┌─ INPUT DATA

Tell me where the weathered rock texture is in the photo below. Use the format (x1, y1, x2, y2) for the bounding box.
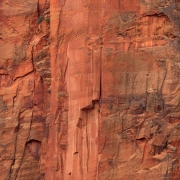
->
(1, 0, 180, 179)
(0, 0, 50, 179)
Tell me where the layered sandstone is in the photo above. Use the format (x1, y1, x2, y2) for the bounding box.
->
(1, 0, 180, 180)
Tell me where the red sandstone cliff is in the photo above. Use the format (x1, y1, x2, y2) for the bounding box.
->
(0, 0, 180, 179)
(0, 0, 50, 179)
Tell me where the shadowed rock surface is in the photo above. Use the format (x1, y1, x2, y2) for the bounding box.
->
(0, 0, 180, 179)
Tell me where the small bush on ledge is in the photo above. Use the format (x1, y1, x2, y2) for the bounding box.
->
(46, 17, 50, 24)
(38, 15, 44, 24)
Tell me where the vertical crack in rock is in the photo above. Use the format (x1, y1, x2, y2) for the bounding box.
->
(8, 85, 19, 180)
(13, 32, 36, 180)
(14, 110, 34, 180)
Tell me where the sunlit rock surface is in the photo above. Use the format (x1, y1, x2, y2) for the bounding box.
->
(0, 0, 180, 179)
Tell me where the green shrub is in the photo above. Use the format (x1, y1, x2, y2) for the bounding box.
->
(38, 16, 44, 24)
(46, 17, 50, 24)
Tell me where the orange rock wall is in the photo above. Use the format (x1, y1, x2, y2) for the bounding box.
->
(47, 0, 180, 179)
(0, 0, 50, 179)
(1, 0, 180, 180)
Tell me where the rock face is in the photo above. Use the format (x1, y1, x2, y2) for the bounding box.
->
(0, 0, 50, 179)
(1, 0, 180, 179)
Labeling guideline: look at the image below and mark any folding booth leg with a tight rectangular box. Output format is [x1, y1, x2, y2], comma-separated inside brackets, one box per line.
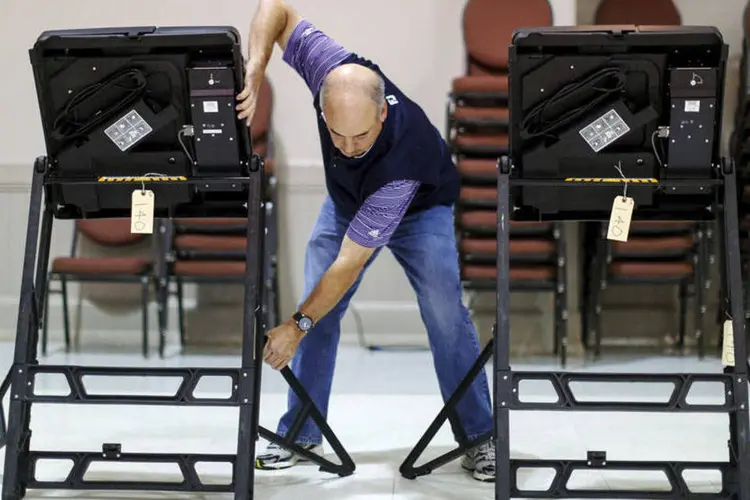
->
[235, 154, 268, 499]
[398, 159, 513, 490]
[257, 367, 357, 475]
[0, 369, 12, 449]
[398, 339, 494, 479]
[2, 158, 51, 500]
[494, 159, 513, 500]
[243, 157, 355, 496]
[719, 161, 750, 498]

└─

> **WORK INSTRUCTIONS**
Would you count the lines of the listing above that hold the string "surface" and give only the resulting number?

> **TASK ANSWER**
2